What to produce. Type out the records that follow, exactly as given.

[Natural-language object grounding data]
****************

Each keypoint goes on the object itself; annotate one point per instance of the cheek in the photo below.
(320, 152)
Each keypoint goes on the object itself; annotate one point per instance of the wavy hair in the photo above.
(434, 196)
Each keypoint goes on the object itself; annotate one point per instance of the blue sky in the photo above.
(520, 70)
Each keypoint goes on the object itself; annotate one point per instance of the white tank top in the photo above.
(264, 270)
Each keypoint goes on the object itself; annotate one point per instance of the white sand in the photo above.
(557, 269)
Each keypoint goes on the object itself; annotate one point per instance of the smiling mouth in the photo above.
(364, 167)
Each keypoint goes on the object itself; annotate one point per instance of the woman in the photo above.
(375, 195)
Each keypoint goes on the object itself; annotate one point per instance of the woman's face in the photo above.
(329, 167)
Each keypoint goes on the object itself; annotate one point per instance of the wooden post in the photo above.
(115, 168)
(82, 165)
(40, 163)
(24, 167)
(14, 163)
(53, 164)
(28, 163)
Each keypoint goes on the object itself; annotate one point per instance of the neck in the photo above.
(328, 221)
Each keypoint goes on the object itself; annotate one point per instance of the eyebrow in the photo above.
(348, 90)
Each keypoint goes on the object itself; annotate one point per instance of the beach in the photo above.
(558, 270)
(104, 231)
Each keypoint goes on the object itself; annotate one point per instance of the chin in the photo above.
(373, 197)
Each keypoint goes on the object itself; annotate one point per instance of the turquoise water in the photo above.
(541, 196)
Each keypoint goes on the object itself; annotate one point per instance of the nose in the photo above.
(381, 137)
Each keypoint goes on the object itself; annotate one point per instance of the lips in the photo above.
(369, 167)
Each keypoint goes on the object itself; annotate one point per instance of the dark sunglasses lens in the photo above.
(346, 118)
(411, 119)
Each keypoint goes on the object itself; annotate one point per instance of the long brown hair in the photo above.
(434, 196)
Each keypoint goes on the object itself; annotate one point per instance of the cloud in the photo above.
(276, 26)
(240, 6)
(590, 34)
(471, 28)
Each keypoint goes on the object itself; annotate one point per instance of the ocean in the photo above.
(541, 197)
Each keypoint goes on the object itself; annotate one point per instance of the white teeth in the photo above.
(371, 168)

****************

Response for this exercise.
Each keypoint goes on the object itself; annotate one point per instance of the cheek in the photo below.
(320, 152)
Each keypoint goes on the object itself; annotate one point per instance of the wavy hair in the photo above.
(434, 196)
Each keypoint goes on the object itself; annotate one point per instance of the blue sky in the photo above.
(520, 70)
Each keypoint goes on the object itself; annotate one point per instance of the white tank top in the photo above.
(264, 270)
Each keypoint goes on the object itself; annotate one point per instance of the white sand in the photo above.
(557, 269)
Each keypoint goes on the object itself; annotate one point per instance of the smiling mouth in the photo above.
(364, 167)
Each keypoint goes on the object itself; annotate one point per instance of the woman in the photo above.
(375, 195)
Each keypoint goes on the object itself; annotate one point per instance of the woman's face in the photo above.
(329, 167)
Each keypoint goes on the object itself; annotate one point per instance of the wooden post in the photo above.
(115, 168)
(82, 165)
(40, 163)
(24, 167)
(14, 163)
(53, 164)
(28, 163)
Each keypoint goes on the object itself; annotate one point per instance of the neck in the photo above.
(328, 221)
Each keypoint goes on the object itself; annotate one point per instance of the eyebrow in the photo above.
(348, 90)
Each keypoint goes on the object itself; annotate one point per instance of the beach in the photo above.
(558, 270)
(104, 231)
Each keypoint goes on the object itself; annotate one point per instance of the chin in the photo above.
(373, 197)
Each keypoint goes on the object itself; annotate one point per instance of the turquoise water in the photo above.
(541, 196)
Each keypoint goes on the object itself; annotate one point per instance of the nose in the photo above.
(381, 137)
Each keypoint goes on the object itself; annotate one point per instance of the lips in the photo above.
(369, 167)
Each keypoint goes on the object itself; annotate one point per instance of the dark sunglasses lens in the photo above.
(346, 118)
(411, 119)
Each keypoint goes on the object itself; annotate one point per instance of the long brown hair in the photo above.
(434, 196)
Each keypoint goes on the object itself; annotate one point per instance of the cloud in the photo above.
(276, 26)
(240, 6)
(590, 34)
(471, 28)
Each keypoint goes on the object itself; annotate one point per instance of the ocean in the photo above.
(541, 197)
Each keypoint goes on the object itself; annotate one point per instance of the white teeth in the photo above.
(371, 168)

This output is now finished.